[Region pointing data]
== Segment start ==
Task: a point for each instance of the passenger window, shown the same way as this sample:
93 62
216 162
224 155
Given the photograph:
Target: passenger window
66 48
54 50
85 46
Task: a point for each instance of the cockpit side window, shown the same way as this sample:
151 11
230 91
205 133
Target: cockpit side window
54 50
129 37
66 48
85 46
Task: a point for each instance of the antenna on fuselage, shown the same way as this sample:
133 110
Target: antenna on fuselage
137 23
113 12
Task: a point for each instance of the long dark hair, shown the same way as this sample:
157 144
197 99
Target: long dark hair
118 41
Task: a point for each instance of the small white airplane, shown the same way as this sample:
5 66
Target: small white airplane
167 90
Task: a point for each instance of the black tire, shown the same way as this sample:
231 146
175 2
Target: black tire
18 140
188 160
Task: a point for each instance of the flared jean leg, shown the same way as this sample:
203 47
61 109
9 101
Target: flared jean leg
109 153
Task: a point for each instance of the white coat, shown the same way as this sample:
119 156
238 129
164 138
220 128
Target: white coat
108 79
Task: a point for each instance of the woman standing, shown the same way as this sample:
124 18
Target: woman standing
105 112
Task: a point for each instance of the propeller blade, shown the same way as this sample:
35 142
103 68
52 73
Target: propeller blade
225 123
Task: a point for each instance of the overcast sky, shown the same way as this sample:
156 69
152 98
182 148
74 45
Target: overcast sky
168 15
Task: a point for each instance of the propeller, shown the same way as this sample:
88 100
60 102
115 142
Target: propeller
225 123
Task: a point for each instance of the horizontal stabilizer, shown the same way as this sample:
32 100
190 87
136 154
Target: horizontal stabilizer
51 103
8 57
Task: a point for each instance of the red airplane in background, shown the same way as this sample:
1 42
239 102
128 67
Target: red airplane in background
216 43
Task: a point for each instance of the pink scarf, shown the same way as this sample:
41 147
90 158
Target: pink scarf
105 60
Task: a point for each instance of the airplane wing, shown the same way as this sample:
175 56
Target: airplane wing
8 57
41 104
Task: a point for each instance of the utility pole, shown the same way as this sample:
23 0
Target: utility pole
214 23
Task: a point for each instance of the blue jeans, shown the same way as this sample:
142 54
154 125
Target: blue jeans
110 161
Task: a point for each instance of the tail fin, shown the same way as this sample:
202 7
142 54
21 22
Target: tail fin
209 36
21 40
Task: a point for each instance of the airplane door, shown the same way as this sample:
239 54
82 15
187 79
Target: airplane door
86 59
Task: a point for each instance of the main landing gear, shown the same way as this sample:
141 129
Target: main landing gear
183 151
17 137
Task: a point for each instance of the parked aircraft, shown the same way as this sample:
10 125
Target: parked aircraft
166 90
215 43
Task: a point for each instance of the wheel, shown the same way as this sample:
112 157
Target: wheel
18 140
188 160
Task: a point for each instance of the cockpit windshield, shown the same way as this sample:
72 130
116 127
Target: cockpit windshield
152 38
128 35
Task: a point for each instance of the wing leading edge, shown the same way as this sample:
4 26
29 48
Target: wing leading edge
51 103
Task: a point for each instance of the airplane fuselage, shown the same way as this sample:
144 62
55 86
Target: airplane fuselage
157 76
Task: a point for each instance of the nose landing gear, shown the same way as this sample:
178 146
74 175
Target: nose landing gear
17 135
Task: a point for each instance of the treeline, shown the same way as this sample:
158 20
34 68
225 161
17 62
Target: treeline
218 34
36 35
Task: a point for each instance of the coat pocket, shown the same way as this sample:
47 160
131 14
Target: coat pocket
== Segment end ==
The result should be every line that contains "pocket", copied from the entries.

Task: a point for each instance of the coat pocket, shown the same way as this sample:
Target: coat pocket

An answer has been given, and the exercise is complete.